-- Required tasks --
A – Answer these questions using the radome email:
(i) What does the email say the radome is made of?
(ii) Why does the email say the radome is not terribly sturdy?
(iii) What does the writer bet the long dome on top of the fuselage contains?
B – Extend the radome email past its final sentence, keeping the same informal tone.

-- Extract provided --
-- BEGIN --

At 04:19 PM 4/9/01 -0400, you wrote:
There is some disagreement about jettisoning the
radome. Not sure what
made it fall off, but it is only a fiberglass bubble over a radar
transceiver. Not terribly sturdy because it has to be transparent to
radar waves. It is only there to protect the antennae and for aerodynamic
purposes.
I bet that is one of the only senders on the plane.
Of course it is. Did you happen to notice that big dish on the bottom of
the fuselage? Guess what's in it? Also take a look at the long dome on top
of the fuselage. I'd be willing to bet that it contains a fixed antenna for
a side looking RADAR. FWIW the RADAR antenna that was in the forward radome
probably contained an antenna for a STANDARD weather and naviagation RADAR.
The system certainly contains nothing that would have to be jettisisioned.
The rest of it are
antennae for receiving electronic intelligence such as
radar frequencies,
radio traffic, microwave traffic, and the like.

-- END --

-- Data extract --
-- BEGIN --

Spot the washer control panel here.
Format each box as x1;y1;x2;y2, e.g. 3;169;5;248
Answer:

-- END --

-- Per-task outputs --
A –
(i) It is a fiberglass bubble over a radar transceiver.
(ii) It has to be transparent to radar waves.
(iii) A fixed antenna for a side looking RADAR.

B –
In <Pine.GSO.4.21.0104082328560.11155-100000(a)lanshark.lanminds.com>om>, on
04/09/01
at 04:19 PM, "Fred Cisin (XenoSoft)" <cisin(a)xenosoft.com> said:
>On Sun, 8 Apr 2001, Chris Kennedy wrote:
>> - The radome is missing. I'm at a loss to explain how the radome
>> got ripped off the aircraft by contact on the wing -- especially
>> given that the fuselage forward of the wing root doesn't appear
>> damaged.
Most likely it collided with the vertical stablizer (ie "rudder") when
the fighter tried to "bump" the EP-3 by passing underneath it at high
speed. The debris probably did the damage to the propellors and other
external antenna.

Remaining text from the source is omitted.